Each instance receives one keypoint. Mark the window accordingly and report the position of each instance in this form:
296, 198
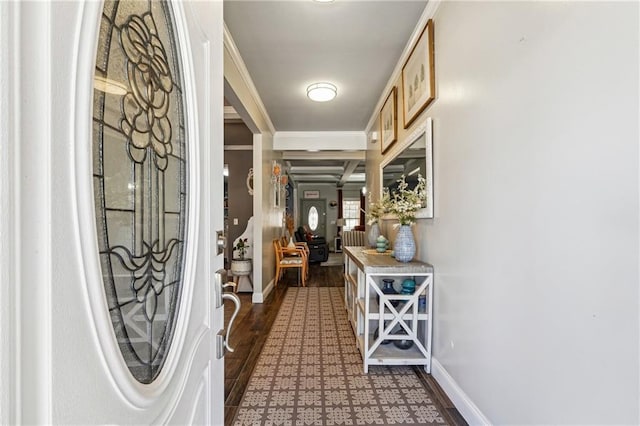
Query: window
313, 218
351, 214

______

## EXERCISE REQUIREMENTS
Would you copy all of the data exactly? Keep the pictures out of it.

## RESULT FOR THIS TASK
Each instance receives one keypoint. Mark the window accordingly and report the position of each instance in this form:
296, 198
Query: window
313, 218
351, 214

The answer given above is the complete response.